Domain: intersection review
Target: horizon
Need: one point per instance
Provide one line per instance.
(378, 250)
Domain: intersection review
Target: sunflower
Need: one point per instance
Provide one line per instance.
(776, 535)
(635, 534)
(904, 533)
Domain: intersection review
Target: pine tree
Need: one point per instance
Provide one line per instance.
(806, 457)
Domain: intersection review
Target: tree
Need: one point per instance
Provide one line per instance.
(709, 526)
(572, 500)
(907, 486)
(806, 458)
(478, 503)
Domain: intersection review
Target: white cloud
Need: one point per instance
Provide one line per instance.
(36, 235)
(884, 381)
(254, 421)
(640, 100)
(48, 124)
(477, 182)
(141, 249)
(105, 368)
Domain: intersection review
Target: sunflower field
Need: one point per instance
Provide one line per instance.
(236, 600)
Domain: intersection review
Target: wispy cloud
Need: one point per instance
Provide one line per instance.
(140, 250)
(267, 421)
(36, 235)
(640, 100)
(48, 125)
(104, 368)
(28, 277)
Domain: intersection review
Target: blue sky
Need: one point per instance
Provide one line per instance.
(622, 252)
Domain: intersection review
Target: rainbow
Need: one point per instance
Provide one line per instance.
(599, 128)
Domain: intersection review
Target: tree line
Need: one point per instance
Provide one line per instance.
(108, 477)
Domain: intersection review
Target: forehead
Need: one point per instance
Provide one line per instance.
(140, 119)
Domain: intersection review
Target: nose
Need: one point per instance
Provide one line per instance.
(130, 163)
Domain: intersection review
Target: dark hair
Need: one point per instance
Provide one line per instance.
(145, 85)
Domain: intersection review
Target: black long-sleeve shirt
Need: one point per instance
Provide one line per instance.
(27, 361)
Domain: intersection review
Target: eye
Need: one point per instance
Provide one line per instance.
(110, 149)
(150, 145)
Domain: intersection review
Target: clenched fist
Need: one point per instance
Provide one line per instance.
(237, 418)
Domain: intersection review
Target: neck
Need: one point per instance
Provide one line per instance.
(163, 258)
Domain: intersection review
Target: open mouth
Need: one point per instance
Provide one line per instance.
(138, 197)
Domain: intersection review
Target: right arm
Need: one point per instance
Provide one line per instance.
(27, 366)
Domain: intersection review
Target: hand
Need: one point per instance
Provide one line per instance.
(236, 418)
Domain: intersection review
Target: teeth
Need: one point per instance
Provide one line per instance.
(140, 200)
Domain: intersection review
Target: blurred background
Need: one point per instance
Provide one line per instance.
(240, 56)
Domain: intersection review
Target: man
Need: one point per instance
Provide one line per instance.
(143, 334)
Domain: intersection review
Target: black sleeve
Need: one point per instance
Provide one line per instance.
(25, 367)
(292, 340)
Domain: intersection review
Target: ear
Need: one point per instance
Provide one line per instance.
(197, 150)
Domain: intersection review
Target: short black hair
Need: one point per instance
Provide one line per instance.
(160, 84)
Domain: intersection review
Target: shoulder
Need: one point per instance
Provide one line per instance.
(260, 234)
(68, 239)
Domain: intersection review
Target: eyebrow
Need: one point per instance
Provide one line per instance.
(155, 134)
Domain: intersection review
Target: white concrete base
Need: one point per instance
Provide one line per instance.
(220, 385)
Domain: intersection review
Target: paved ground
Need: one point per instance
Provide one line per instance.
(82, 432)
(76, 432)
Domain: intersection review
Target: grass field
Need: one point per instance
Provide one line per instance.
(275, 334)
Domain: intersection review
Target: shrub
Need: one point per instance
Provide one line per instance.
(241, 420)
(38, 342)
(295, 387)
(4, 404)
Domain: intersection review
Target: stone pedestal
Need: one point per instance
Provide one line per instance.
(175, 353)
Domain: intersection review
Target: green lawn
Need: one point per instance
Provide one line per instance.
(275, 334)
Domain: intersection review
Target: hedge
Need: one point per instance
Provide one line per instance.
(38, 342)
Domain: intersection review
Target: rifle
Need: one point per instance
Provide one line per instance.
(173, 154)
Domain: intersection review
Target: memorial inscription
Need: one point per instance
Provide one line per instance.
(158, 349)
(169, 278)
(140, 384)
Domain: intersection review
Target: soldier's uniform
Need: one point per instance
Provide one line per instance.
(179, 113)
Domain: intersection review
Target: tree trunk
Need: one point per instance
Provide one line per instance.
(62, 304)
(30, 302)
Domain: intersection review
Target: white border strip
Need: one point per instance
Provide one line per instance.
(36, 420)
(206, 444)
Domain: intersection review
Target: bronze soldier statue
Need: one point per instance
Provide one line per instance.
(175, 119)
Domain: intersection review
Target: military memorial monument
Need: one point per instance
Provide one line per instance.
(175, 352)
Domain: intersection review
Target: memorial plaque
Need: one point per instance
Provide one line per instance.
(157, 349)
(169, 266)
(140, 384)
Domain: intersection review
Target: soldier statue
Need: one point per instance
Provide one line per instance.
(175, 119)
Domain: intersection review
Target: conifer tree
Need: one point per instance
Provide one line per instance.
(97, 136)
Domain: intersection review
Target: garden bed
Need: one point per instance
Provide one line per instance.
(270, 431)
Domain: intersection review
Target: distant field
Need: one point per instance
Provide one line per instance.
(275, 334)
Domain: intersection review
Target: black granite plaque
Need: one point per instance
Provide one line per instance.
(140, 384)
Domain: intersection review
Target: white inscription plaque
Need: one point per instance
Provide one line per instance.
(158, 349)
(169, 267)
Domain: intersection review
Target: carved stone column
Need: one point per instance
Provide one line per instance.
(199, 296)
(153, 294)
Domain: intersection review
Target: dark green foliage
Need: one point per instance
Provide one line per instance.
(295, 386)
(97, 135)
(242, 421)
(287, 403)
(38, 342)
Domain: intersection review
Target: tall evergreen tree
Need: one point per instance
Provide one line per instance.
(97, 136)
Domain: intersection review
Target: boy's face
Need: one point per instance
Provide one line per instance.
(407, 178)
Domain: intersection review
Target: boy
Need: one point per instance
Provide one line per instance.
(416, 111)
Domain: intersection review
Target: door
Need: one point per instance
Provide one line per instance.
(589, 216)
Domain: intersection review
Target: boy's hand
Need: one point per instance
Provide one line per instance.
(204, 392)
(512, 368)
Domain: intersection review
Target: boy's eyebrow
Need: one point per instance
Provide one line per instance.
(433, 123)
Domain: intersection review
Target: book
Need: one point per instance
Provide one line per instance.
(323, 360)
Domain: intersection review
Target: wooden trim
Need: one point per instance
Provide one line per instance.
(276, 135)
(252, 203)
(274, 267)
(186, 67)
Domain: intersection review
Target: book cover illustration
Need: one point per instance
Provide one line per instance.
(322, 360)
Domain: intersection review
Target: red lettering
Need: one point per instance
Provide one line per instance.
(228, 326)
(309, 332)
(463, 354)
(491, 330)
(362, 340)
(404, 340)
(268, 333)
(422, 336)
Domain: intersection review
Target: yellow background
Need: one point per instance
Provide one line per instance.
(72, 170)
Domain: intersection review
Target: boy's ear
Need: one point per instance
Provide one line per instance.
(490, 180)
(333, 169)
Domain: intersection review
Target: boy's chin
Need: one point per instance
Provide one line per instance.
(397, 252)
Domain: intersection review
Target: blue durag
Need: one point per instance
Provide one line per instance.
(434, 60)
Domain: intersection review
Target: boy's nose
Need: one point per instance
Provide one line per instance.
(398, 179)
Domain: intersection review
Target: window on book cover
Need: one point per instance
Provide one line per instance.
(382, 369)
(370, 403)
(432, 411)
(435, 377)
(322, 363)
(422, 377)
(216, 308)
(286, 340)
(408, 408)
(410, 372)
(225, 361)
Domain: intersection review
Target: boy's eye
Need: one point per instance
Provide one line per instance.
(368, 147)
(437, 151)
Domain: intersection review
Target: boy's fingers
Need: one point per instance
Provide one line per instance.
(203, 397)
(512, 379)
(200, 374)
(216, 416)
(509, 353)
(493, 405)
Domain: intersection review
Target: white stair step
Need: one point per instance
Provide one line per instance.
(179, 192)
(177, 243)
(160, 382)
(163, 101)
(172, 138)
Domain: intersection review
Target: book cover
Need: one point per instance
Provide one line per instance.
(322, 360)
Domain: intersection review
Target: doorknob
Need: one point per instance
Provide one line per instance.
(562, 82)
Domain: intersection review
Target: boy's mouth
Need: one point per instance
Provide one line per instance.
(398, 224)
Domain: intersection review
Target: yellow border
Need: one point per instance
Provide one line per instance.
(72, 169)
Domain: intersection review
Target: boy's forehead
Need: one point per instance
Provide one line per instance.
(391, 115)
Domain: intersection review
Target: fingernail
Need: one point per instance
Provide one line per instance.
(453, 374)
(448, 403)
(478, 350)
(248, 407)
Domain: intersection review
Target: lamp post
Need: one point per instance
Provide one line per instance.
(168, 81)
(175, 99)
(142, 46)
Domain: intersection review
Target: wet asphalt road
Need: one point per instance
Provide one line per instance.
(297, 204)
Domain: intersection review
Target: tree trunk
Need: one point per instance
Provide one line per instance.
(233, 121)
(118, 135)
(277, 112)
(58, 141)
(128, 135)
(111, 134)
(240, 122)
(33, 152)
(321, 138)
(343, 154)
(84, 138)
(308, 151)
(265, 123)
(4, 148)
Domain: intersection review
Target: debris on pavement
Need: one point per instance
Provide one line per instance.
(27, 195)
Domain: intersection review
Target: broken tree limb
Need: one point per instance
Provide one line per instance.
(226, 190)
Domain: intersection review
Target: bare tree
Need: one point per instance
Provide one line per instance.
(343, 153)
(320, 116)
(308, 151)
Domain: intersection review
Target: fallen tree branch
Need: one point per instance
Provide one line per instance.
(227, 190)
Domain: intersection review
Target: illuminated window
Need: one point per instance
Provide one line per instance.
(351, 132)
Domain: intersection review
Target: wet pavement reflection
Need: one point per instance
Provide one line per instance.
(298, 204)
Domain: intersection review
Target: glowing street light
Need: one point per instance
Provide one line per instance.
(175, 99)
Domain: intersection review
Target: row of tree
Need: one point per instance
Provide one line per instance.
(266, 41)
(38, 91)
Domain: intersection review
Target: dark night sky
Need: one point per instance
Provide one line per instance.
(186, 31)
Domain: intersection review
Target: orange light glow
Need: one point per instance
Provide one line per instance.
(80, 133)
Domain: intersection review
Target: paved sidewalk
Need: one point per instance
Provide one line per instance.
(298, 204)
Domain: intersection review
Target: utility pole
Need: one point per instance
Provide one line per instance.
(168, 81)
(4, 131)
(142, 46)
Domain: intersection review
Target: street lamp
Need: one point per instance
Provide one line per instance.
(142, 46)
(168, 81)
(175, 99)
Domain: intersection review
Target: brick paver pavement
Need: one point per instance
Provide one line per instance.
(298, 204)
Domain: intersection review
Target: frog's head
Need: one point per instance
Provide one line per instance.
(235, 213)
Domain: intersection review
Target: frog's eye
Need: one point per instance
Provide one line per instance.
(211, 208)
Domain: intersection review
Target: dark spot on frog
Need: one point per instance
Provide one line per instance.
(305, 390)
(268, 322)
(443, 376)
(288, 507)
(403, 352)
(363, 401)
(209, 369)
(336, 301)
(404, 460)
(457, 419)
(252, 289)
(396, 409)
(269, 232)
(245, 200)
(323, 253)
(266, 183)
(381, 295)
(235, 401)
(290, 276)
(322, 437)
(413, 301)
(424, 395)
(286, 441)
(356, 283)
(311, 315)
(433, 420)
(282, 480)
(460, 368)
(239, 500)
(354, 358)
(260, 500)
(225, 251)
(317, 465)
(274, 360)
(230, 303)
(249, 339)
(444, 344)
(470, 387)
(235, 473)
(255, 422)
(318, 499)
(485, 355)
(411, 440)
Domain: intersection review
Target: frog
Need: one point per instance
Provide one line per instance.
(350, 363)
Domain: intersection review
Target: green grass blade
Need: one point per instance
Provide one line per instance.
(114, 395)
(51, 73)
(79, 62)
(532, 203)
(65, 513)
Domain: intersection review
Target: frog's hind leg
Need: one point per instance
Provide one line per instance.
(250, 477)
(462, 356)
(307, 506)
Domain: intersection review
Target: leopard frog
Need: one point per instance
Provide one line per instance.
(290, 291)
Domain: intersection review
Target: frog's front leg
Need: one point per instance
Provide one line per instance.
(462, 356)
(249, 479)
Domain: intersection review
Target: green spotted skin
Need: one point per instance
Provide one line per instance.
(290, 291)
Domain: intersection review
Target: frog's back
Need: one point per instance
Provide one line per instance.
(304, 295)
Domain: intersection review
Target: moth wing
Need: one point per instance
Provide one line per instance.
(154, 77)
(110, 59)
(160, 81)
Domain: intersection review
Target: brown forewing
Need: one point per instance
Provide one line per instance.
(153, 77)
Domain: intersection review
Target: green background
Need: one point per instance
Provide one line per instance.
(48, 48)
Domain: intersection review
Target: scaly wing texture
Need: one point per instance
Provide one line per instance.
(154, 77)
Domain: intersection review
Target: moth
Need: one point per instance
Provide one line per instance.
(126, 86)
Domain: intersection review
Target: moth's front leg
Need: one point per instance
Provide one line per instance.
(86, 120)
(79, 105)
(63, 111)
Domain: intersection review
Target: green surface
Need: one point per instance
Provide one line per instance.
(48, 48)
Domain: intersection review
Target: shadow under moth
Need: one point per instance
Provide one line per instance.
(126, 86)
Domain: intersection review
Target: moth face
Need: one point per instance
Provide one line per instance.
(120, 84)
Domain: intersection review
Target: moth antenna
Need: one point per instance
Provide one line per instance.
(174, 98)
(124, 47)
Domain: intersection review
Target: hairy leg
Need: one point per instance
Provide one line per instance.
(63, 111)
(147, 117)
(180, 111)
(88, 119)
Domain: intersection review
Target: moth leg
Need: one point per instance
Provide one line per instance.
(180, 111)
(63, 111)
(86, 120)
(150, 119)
----
- Your goal
Report only the number of lines in the entries above that contain the word "pavement", treating uppercase and lowercase letters as distinct.

- Answer to the task
3